→ **To do**
Gather every line from the rows below that contains the word "door", and copy each of those lines.

Rows from a box labeling dataset:
══════

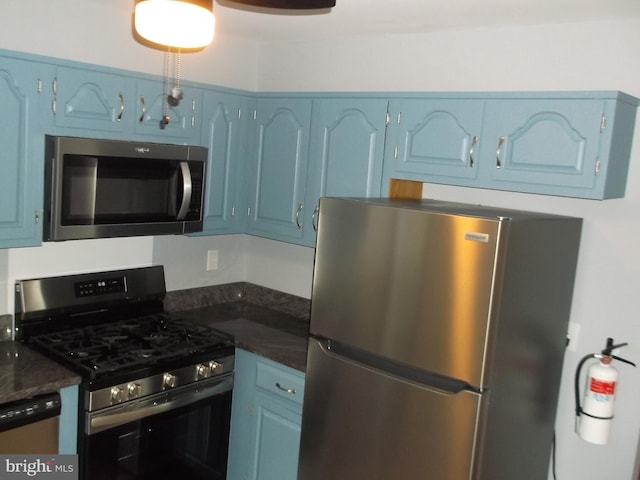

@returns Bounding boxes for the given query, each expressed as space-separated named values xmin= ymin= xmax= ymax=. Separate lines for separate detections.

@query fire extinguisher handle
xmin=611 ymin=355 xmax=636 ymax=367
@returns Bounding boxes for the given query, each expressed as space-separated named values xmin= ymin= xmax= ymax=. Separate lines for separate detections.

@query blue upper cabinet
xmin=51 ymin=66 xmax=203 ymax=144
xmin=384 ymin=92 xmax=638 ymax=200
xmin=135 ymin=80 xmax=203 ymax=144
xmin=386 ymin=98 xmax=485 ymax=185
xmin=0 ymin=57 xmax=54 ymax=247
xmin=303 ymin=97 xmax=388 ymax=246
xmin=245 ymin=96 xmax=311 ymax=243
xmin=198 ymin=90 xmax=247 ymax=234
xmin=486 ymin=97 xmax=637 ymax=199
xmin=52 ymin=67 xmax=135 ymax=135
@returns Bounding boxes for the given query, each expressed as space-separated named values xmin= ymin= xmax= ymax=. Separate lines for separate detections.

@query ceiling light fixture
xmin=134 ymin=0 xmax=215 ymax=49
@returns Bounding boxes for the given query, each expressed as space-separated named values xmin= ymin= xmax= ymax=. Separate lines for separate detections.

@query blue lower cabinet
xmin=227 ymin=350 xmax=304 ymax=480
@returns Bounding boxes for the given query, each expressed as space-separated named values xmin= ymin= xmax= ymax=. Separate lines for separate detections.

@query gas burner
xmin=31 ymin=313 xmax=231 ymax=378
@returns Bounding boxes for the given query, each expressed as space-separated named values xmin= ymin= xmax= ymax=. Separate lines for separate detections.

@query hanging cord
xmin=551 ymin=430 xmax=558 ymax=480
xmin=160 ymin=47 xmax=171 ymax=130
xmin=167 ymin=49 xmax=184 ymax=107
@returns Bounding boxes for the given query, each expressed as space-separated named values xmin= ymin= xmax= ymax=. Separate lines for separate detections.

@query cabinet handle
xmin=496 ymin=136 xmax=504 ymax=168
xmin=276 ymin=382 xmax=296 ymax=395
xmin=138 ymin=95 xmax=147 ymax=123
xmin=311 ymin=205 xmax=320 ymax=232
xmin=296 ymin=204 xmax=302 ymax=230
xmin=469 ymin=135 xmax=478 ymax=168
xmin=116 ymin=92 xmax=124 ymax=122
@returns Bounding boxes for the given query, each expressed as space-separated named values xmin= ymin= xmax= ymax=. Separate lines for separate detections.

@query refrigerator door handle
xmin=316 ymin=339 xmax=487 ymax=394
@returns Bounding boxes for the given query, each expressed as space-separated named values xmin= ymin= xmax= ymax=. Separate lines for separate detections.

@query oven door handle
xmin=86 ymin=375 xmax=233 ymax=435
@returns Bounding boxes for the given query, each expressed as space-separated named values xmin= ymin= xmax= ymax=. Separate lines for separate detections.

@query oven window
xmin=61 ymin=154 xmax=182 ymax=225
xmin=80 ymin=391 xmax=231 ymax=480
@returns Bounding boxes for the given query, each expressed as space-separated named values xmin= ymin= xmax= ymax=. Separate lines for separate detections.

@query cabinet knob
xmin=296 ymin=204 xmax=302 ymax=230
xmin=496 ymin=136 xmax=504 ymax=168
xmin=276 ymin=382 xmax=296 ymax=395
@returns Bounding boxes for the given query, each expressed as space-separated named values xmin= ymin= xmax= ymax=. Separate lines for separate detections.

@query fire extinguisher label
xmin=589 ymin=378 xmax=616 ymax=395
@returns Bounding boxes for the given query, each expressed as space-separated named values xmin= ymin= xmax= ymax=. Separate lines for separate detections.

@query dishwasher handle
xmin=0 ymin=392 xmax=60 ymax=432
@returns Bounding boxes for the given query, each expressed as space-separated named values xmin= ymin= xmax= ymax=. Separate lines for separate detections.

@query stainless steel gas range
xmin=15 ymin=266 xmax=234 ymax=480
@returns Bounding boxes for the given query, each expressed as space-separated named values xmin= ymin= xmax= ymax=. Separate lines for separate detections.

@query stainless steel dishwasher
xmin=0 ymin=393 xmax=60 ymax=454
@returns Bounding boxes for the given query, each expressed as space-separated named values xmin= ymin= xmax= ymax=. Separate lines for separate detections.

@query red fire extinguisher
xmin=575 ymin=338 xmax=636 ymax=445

══════

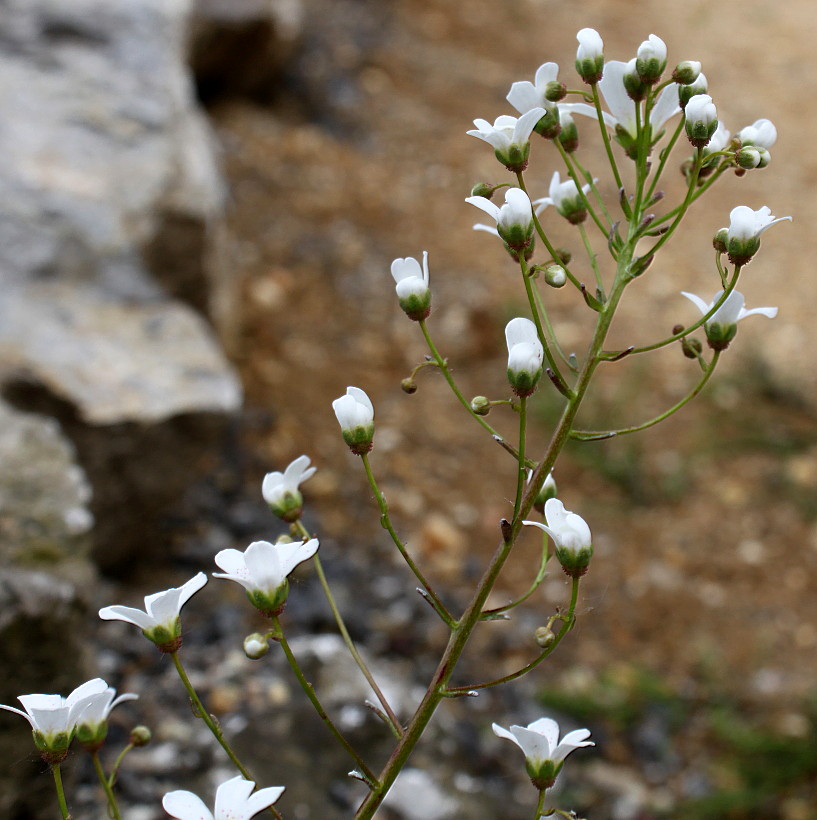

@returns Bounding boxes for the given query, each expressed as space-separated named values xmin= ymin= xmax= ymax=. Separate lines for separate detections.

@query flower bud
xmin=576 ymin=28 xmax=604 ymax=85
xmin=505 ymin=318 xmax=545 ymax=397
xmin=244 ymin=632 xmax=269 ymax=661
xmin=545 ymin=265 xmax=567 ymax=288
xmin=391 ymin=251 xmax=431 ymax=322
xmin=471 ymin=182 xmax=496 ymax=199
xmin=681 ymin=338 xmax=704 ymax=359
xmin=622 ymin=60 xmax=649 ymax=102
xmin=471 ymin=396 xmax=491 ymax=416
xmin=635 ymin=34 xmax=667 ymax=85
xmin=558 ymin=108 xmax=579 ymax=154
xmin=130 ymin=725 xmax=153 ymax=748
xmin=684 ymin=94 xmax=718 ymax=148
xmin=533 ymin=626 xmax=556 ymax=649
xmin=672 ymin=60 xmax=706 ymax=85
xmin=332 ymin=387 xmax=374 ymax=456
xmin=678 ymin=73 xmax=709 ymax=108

══════

→ **Worked answer**
@query refrigerator door handle
@query oven door handle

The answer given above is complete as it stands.